#### [Work item]
Which of the lines below contain the string "negative"? Pick out each such line and copy it whole, treating uppercase and lowercase as different.
Segment Start: Data
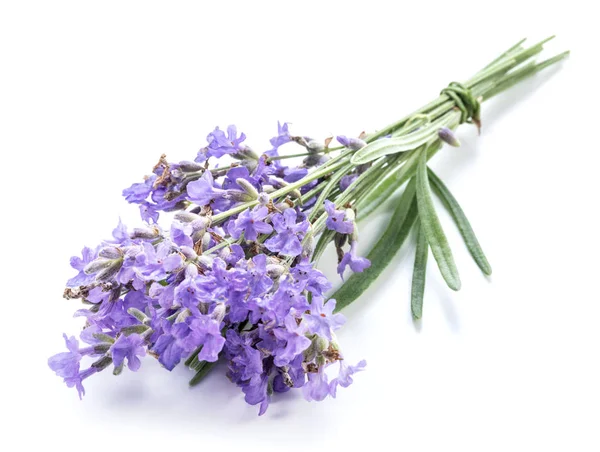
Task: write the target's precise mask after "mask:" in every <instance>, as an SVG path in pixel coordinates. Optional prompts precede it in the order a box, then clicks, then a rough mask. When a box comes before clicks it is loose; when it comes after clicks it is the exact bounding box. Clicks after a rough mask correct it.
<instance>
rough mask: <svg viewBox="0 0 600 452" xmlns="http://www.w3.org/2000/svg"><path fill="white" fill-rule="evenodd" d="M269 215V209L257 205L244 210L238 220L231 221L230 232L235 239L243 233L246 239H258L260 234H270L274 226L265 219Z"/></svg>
mask: <svg viewBox="0 0 600 452" xmlns="http://www.w3.org/2000/svg"><path fill="white" fill-rule="evenodd" d="M268 215H269V209H268V208H266V207H264V206H262V207H255V208H254V209H252V210H250V209H248V210H246V211H244V212H242V213H241V214H240V215H239V216H238V218H237V219H236V220H234V221H233V222H232V223H230V226H229V233H230V234H231V236H232V237H233V238H234V239H239V238H240V236H241V235H242V233H244V238H245V239H246V240H253V241H254V240H256V239H257V238H258V235H259V234H269V233H270V232H271V231H272V230H273V228H272V227H271V225H269V224H267V223H265V222H264V221H262V220H264V219H265V218H266V217H267V216H268Z"/></svg>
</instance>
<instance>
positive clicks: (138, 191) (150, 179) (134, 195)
mask: <svg viewBox="0 0 600 452" xmlns="http://www.w3.org/2000/svg"><path fill="white" fill-rule="evenodd" d="M155 180H156V176H151V177H148V178H147V179H146V180H145V181H144V182H138V183H135V184H133V185H131V187H129V188H126V189H124V190H123V196H124V197H125V199H126V200H127V202H130V203H135V204H139V203H141V202H142V201H144V200H145V199H146V198H147V197H148V196H149V195H150V192H151V191H152V186H153V185H154V181H155Z"/></svg>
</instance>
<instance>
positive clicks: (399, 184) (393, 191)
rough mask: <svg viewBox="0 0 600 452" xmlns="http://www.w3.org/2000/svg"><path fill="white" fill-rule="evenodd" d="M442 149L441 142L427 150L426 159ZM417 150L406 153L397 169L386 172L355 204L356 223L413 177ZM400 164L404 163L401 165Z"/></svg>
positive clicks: (436, 152)
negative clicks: (441, 148) (357, 218)
mask: <svg viewBox="0 0 600 452" xmlns="http://www.w3.org/2000/svg"><path fill="white" fill-rule="evenodd" d="M441 147H442V143H441V141H437V142H436V143H435V144H434V145H433V146H429V147H428V148H427V158H428V159H430V158H431V157H433V156H434V155H435V154H436V153H437V152H438V151H439V150H440V148H441ZM419 152H420V151H419V150H416V151H413V152H407V153H406V155H407V158H406V159H403V160H401V161H400V162H399V165H398V167H397V168H395V169H392V170H391V171H390V172H388V173H387V174H386V175H385V176H384V177H383V178H382V179H381V180H380V182H379V183H378V184H376V185H374V186H373V187H372V188H370V189H369V191H368V192H367V193H366V194H365V196H364V197H362V198H361V199H360V200H359V201H358V202H357V203H356V210H357V217H358V221H361V220H362V219H363V218H366V217H367V216H369V214H371V213H372V212H373V211H375V210H376V209H377V208H378V207H379V206H380V205H382V204H383V203H384V202H385V201H386V200H387V199H388V198H389V197H390V196H392V195H393V194H394V192H395V191H396V190H398V189H399V188H400V187H401V186H402V185H404V183H405V182H406V181H407V180H409V179H410V178H411V177H413V176H414V174H415V170H416V168H417V163H418V162H419ZM402 162H406V163H403V164H402Z"/></svg>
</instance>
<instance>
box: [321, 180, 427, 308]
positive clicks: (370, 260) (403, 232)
mask: <svg viewBox="0 0 600 452" xmlns="http://www.w3.org/2000/svg"><path fill="white" fill-rule="evenodd" d="M416 217H417V206H416V202H415V183H414V179H413V180H411V182H410V183H409V184H408V185H407V186H406V189H405V190H404V193H403V194H402V197H401V198H400V201H399V203H398V207H397V208H396V211H395V212H394V215H393V216H392V218H391V220H390V223H389V225H388V227H387V229H386V230H385V232H384V233H383V235H382V236H381V238H380V239H379V240H378V242H377V243H376V244H375V246H374V247H373V248H372V249H371V251H370V252H369V254H368V255H367V258H368V259H369V260H370V261H371V266H370V267H369V268H367V269H365V270H364V271H363V272H362V273H353V274H352V275H351V276H350V277H349V278H348V279H347V281H346V282H345V283H344V284H343V285H342V286H341V287H340V288H339V289H338V290H337V291H336V292H335V293H334V294H333V295H331V297H330V298H334V299H335V300H336V302H337V303H336V308H335V309H336V311H339V310H340V309H342V308H344V307H346V306H348V305H349V304H350V303H352V302H353V301H354V300H356V299H357V298H358V297H359V296H360V295H361V294H362V293H363V292H364V291H365V290H367V288H368V287H369V286H370V285H371V283H372V282H373V281H375V280H376V279H377V277H379V275H380V274H381V272H383V270H384V269H385V268H386V267H387V266H388V264H389V263H390V262H391V261H392V259H393V257H394V256H395V255H396V253H397V252H398V250H399V249H400V247H401V246H402V244H403V243H404V241H405V240H406V237H407V236H408V234H409V233H410V229H411V227H412V225H413V224H414V222H415V219H416Z"/></svg>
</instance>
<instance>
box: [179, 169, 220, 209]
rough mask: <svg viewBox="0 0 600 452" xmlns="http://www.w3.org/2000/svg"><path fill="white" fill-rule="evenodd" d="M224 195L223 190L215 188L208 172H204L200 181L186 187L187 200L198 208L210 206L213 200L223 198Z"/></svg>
mask: <svg viewBox="0 0 600 452" xmlns="http://www.w3.org/2000/svg"><path fill="white" fill-rule="evenodd" d="M226 193H227V192H226V191H225V190H222V189H219V188H215V186H214V179H213V177H212V174H211V172H210V171H206V172H205V173H204V174H203V175H202V177H201V178H200V179H198V180H195V181H192V182H190V183H189V184H188V185H187V194H188V199H189V200H190V201H193V202H195V203H196V204H198V205H200V206H204V205H207V204H210V203H211V202H213V201H214V200H216V199H219V198H222V197H223V196H225V195H226Z"/></svg>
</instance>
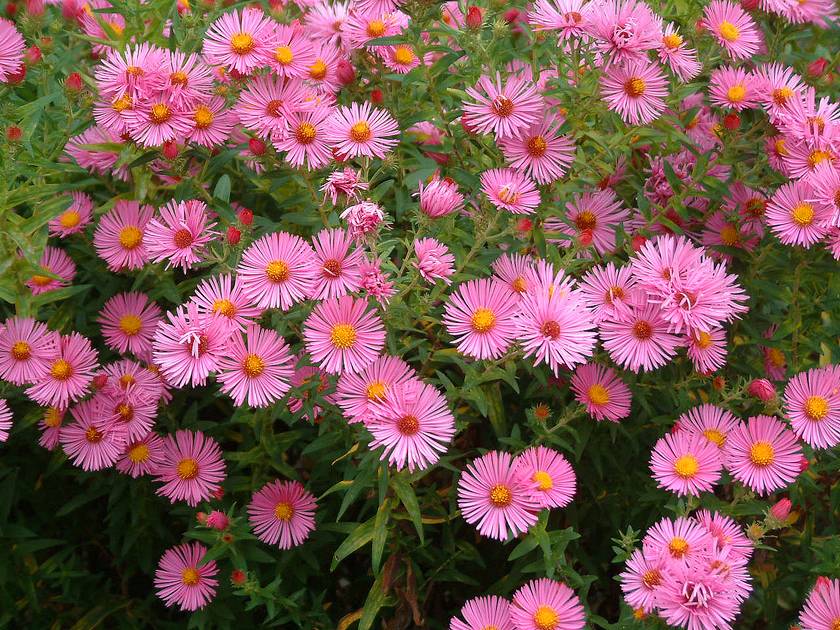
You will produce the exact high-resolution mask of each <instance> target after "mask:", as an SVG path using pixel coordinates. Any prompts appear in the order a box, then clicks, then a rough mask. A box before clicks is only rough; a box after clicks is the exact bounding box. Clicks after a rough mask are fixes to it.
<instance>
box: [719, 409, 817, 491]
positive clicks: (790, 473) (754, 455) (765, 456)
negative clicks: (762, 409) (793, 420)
mask: <svg viewBox="0 0 840 630" xmlns="http://www.w3.org/2000/svg"><path fill="white" fill-rule="evenodd" d="M723 453H724V462H725V464H726V468H727V470H729V472H730V473H731V474H732V476H733V477H734V478H735V479H737V480H738V481H740V482H741V483H743V484H744V485H746V486H748V487H749V488H750V489H752V490H753V491H755V492H757V493H758V494H761V495H764V494H770V493H771V492H774V491H776V490H781V489H782V488H785V487H787V486H788V485H790V484H791V483H792V482H793V481H794V479H796V477H798V476H799V472H800V467H799V463H800V459H801V458H802V449H801V448H800V446H799V444H798V443H797V441H796V435H795V434H794V433H793V431H791V430H790V429H788V428H787V426H786V425H785V424H784V423H783V422H781V421H780V420H777V419H775V418H771V417H770V416H755V417H752V418H750V419H749V420H747V423H746V424H744V425H741V426H739V427H737V428H735V429H733V430H732V431H731V432H730V433H729V436H728V437H727V439H726V444H725V445H724V450H723Z"/></svg>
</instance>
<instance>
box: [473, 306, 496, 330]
mask: <svg viewBox="0 0 840 630" xmlns="http://www.w3.org/2000/svg"><path fill="white" fill-rule="evenodd" d="M471 323H472V328H473V330H474V331H475V332H478V333H486V332H489V331H490V330H492V329H493V327H494V326H495V325H496V315H495V314H494V313H493V311H491V310H490V309H489V308H479V309H476V311H475V312H474V313H473V316H472V319H471Z"/></svg>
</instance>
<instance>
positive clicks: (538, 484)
mask: <svg viewBox="0 0 840 630" xmlns="http://www.w3.org/2000/svg"><path fill="white" fill-rule="evenodd" d="M513 464H514V467H516V469H517V473H518V474H520V475H522V476H523V477H524V478H525V479H526V480H527V482H528V485H529V486H530V490H531V498H532V499H533V500H534V502H535V503H536V504H537V505H539V506H540V507H541V508H555V507H566V506H567V505H568V504H569V503H571V501H572V497H573V496H574V495H575V488H576V479H575V471H574V470H572V466H571V464H569V462H568V461H566V458H565V457H563V456H562V455H561V454H560V453H558V452H557V451H555V450H553V449H550V448H547V447H545V446H535V447H532V448H529V449H528V450H526V451H524V452H522V453H520V454H519V455H517V456H516V459H515V460H514V462H513Z"/></svg>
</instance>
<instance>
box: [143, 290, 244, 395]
mask: <svg viewBox="0 0 840 630" xmlns="http://www.w3.org/2000/svg"><path fill="white" fill-rule="evenodd" d="M229 335H230V326H229V325H228V323H227V322H225V321H223V320H222V319H221V318H218V317H213V316H212V315H204V314H201V313H199V312H198V308H197V306H196V305H195V304H193V303H191V302H188V303H187V304H186V305H181V306H179V307H178V308H177V310H175V311H174V312H169V313H167V314H166V320H163V321H161V322H159V323H158V327H157V330H156V331H155V337H154V341H153V343H152V351H153V356H154V360H155V363H156V364H157V365H159V366H160V371H161V373H162V374H163V376H164V378H165V379H166V380H167V381H168V382H169V383H170V384H171V385H173V386H174V387H183V386H184V385H187V384H189V385H191V386H192V387H196V386H198V385H204V384H205V383H206V382H207V376H208V375H209V374H210V372H212V371H214V370H215V369H216V366H217V365H218V361H219V359H220V358H221V357H222V355H223V354H224V353H225V350H226V348H227V341H228V337H229Z"/></svg>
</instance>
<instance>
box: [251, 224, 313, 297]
mask: <svg viewBox="0 0 840 630" xmlns="http://www.w3.org/2000/svg"><path fill="white" fill-rule="evenodd" d="M316 273H317V268H316V267H315V252H314V251H313V250H312V247H311V246H310V245H309V243H307V242H306V241H304V240H303V239H302V238H300V237H299V236H293V235H292V234H288V233H286V232H273V233H271V234H266V235H265V236H263V237H262V238H260V239H258V240H257V241H254V242H253V243H252V244H251V245H249V246H248V248H247V249H246V250H245V251H244V252H242V260H241V261H240V262H239V266H238V267H237V268H236V274H237V280H238V281H239V282H241V283H242V290H243V292H244V294H245V295H246V296H248V297H249V298H251V299H252V300H253V301H254V303H255V304H256V306H259V307H261V308H278V307H279V308H281V309H282V310H284V311H287V310H289V309H290V308H291V307H292V305H293V304H295V303H297V302H301V301H303V300H305V299H306V298H307V297H308V296H309V294H310V292H311V291H312V285H313V282H314V281H315V278H316Z"/></svg>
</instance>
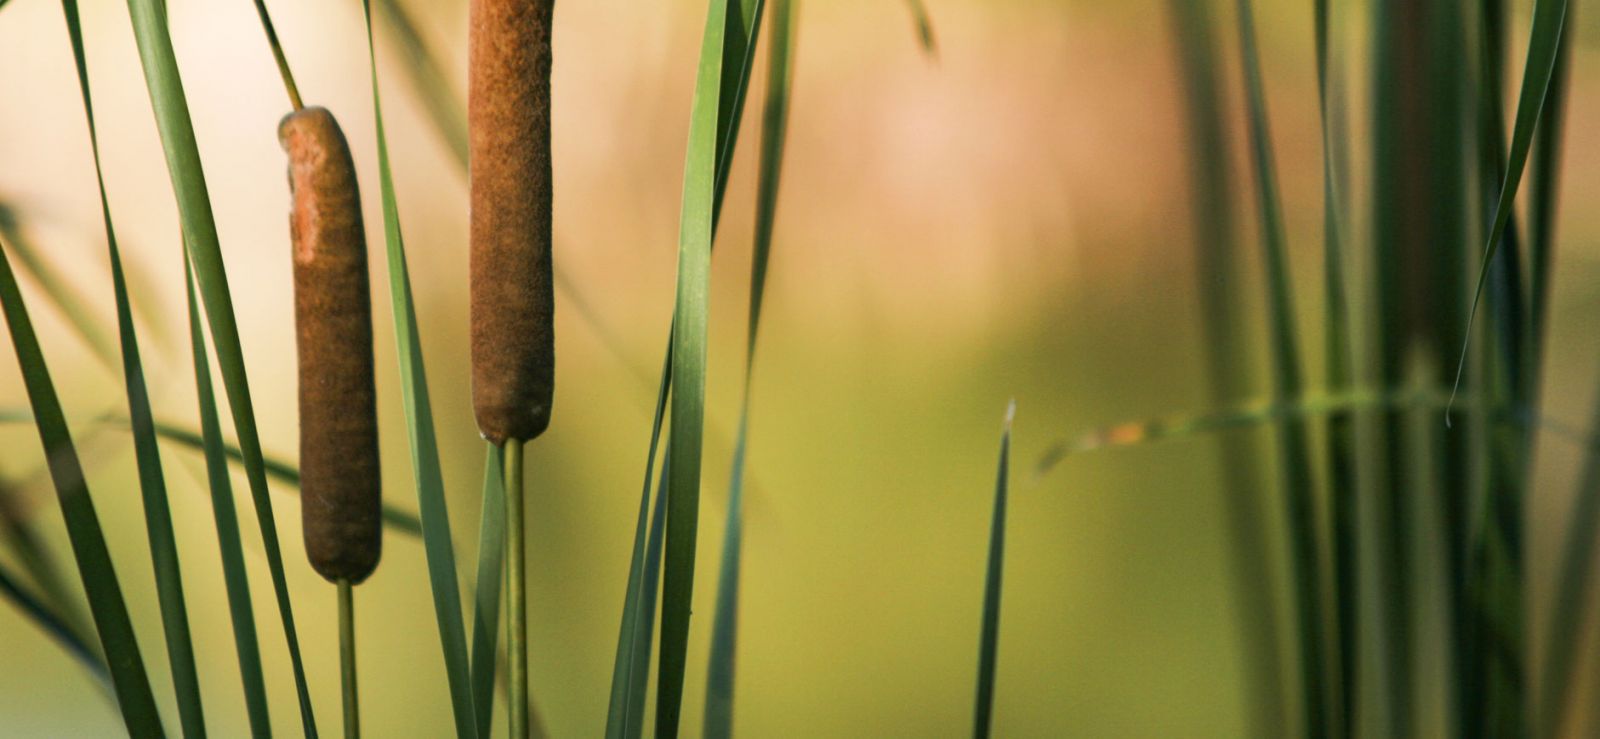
Segment End: Data
#### [Finished exercise]
negative clicks: (441, 148) (357, 218)
negative clicks: (762, 409) (793, 420)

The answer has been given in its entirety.